■ ASSIGNMENT: Where an image appears, leave it out; otherwise repeat the data exactly.

Photo-based referring expression data
---*---
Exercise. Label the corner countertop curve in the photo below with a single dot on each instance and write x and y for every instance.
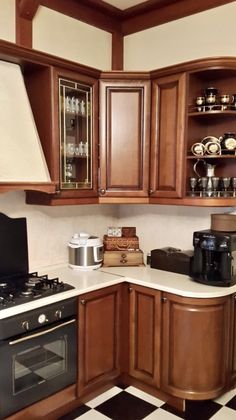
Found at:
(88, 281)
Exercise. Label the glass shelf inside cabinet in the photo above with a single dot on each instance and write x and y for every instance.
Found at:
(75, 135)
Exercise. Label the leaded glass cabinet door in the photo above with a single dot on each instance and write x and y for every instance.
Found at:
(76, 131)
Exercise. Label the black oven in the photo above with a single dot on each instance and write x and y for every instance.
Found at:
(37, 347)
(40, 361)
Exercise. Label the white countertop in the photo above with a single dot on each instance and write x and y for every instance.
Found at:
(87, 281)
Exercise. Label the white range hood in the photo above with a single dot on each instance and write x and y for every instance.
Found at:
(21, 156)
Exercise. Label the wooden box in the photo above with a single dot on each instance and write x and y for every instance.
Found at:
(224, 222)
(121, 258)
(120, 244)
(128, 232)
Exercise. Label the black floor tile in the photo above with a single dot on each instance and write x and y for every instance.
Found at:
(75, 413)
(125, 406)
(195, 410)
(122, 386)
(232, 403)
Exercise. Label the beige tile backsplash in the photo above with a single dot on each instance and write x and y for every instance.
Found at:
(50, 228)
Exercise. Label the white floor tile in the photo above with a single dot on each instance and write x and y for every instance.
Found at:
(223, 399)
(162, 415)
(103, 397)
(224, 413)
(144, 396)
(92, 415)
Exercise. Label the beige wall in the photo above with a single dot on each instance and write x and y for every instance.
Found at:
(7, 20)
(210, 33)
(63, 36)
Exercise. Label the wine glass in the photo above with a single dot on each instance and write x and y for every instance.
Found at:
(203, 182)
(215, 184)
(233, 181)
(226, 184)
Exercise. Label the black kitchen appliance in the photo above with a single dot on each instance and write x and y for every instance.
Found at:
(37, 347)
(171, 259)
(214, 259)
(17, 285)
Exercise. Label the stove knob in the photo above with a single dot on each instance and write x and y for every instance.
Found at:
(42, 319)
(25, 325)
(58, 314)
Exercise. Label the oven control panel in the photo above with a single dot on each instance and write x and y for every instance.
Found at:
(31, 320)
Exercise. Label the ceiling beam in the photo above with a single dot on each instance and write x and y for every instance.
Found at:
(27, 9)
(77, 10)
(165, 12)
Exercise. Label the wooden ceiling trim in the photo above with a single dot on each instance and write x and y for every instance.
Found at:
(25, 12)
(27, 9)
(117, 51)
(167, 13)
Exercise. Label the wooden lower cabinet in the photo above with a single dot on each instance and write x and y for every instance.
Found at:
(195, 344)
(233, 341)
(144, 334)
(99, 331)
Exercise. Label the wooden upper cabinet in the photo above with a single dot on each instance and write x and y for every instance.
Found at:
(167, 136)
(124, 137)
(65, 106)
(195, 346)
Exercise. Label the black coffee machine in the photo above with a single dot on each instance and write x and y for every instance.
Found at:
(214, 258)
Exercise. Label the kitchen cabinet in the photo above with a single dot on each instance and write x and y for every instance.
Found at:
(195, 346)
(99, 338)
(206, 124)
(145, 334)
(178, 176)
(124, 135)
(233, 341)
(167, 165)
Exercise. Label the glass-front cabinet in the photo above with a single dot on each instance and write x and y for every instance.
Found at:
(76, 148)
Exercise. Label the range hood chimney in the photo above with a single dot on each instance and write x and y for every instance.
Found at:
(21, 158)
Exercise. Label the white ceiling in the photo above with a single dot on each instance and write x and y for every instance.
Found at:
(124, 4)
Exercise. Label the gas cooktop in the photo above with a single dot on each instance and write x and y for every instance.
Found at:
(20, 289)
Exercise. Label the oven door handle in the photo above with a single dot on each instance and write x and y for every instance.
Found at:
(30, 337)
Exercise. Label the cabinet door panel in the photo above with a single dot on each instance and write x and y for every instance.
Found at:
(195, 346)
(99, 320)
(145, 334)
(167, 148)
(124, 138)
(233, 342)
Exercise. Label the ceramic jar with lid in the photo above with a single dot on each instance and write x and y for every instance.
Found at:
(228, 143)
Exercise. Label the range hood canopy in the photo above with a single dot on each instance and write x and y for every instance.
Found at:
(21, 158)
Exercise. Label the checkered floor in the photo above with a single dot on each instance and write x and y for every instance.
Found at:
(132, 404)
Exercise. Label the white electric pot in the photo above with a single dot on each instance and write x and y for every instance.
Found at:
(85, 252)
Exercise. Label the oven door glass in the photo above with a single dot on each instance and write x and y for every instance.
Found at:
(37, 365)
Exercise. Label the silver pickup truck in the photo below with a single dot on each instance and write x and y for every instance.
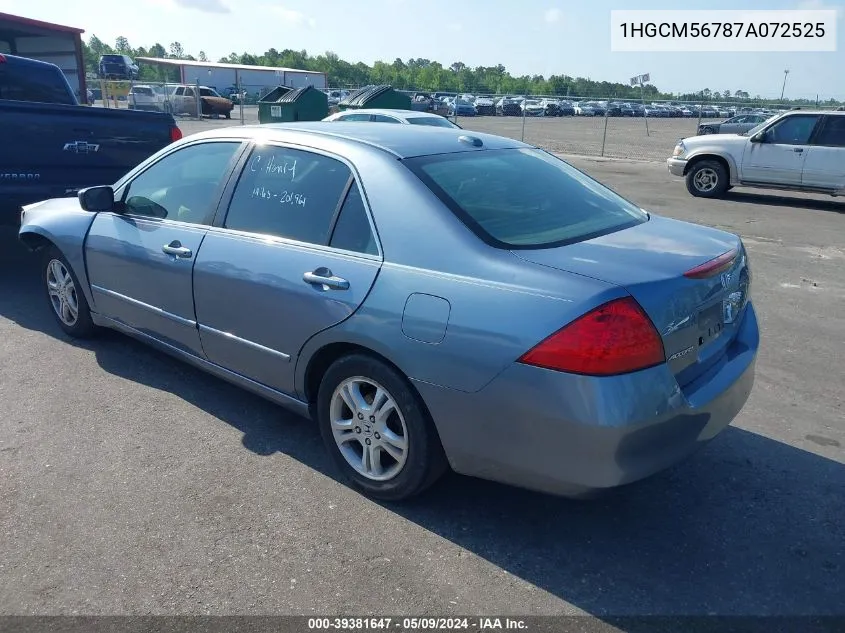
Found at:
---*---
■ ANSWER FOR THIS EXERCISE:
Exercise. Label the corner countertop curve in the photo below with a single dot on each instance and write x and y for every instance.
Found at:
(88, 281)
Exercise. Label the glass shelf inside cabinet in the photo above with a single dot on each instance and write x and y for every instance.
Found at:
(75, 135)
Exercise. Label the leaded glass cabinet door in the photo above with a single dot on each instance and write x and y for every instance.
Found at:
(76, 131)
Exercise. Label the black oven in the photo above with a single dot on each instance and write x and y for every instance.
Found at:
(37, 347)
(40, 361)
Exercise. Label the white countertop in the photo above with a single dot on each instance and write x and y for every instance.
Found at:
(87, 281)
Exercise. Label the white range hood in the photo above with a single dot on each instance and write x and y for every instance.
Found at:
(21, 156)
Exercise. Label the wooden box in the photo above with a single dot on each instance and write x and y for every instance.
Found at:
(224, 222)
(121, 258)
(120, 244)
(128, 232)
Exercise. Label the black floor tile in the photo above with a single dot on each instance and write x and y for every instance.
Found at:
(75, 413)
(125, 406)
(195, 410)
(122, 386)
(232, 403)
Exercise. Label the beige tile backsplash in the photo above with a single dot on each instance and write x and y for every instance.
Found at:
(50, 228)
Exercise. Label the white floor tile in the photo above with a single dot on each instance and write x and y for every instance.
Found at:
(223, 399)
(162, 415)
(103, 397)
(224, 413)
(144, 396)
(92, 415)
Exercise. Label the beige wall in the photo above with a single dot on each instance and write x and y for every instance.
Found at:
(7, 20)
(210, 33)
(63, 36)
Exercise. Label the wine glass in the photo above with a single dot on each instance and write x and y for every instance.
Found at:
(203, 182)
(215, 184)
(233, 181)
(226, 184)
Exercise. Label the black kitchen appliance in the photo above with a single dot on each instance and write x and y for every instance.
Found at:
(37, 347)
(171, 259)
(214, 259)
(17, 285)
Exercise. Label the stove knob in the photo above with a single dot on each instance and write x and y for every instance.
Found at:
(42, 319)
(25, 325)
(58, 314)
Exercise. Label the oven control panel in the photo above with a single dot on each instance and write x and y for every instance.
Found at:
(31, 320)
Exercise. Label the ceiling beam in the photo above with a single dot on each instance and write x and y for every instance.
Found at:
(27, 9)
(77, 10)
(165, 12)
Exercise. Label the wooden ceiling trim in the photo above with a single dot on each instance and write x and y for every instance.
Found at:
(25, 12)
(27, 9)
(117, 51)
(167, 13)
Exercise. Label the wooden lower cabinet in the photo above with a single dot on each instance and write x and y for every instance.
Found at:
(195, 344)
(233, 341)
(144, 334)
(99, 331)
Exercise. Label the wooden upper cabinet in the photo above with a single dot on each instance and write x and y for every instance.
Found at:
(167, 136)
(124, 137)
(65, 106)
(195, 346)
Exercise. Label the black coffee machine in the photo above with a single dot on each instance and write x and y for every instance.
Found at:
(214, 258)
Exercise. Label the kitchen cabinet in the photo above with a single dot on each instance and write x and y for every instance.
Found at:
(195, 346)
(99, 338)
(206, 124)
(145, 334)
(178, 176)
(124, 135)
(233, 341)
(167, 165)
Exercise. Label the glass-front cabinet in the photo above with a single dot on each instance and write x and y for every instance.
Found at:
(76, 148)
Exercise. Label the range hood chimney in the photo above with a single dot on each instance and write x and y for every instance.
Found at:
(21, 158)
Exercise. Label the white ceiling in the photo above with a single dot on each instance and write x and y for every instance.
Found at:
(124, 4)
Exercise. Label the gas cooktop in the photo above with a single dot on each instance and write x and y for every instance.
Found at:
(20, 289)
Exercise. Label the oven door handle in the photo above with a single dot on each instance and write x and y for every instance.
Found at:
(30, 337)
Exercise. Label the cabinet door panel in the photo above with a single dot on each instance and write x and y for every instance.
Found at:
(195, 346)
(99, 320)
(145, 334)
(167, 148)
(124, 138)
(233, 342)
Exercise. Label the ceramic jar with lid in the photo above with a single dot on each instance and write x and y for every instance.
Found at:
(228, 143)
Exercise. Label the range hood canopy in the photo above with a single dot on each instance and write x and y for every instance.
Found at:
(21, 158)
Exercise. Label the checkered floor in the photo above with a single dot on each instance and write x and y for every instance.
Found at:
(132, 404)
Exercise. Label the white electric pot in the photo above with a single dot on each instance and write x and y for every instance.
Found at:
(85, 252)
Exercise. Label the oven door glass in the photo above with a single dot on each instance and write x and y for every instance.
Found at:
(37, 365)
Exercise. Label the silver pickup truck in the photo below with a single dot on each instance and write x and y for every instance.
Found at:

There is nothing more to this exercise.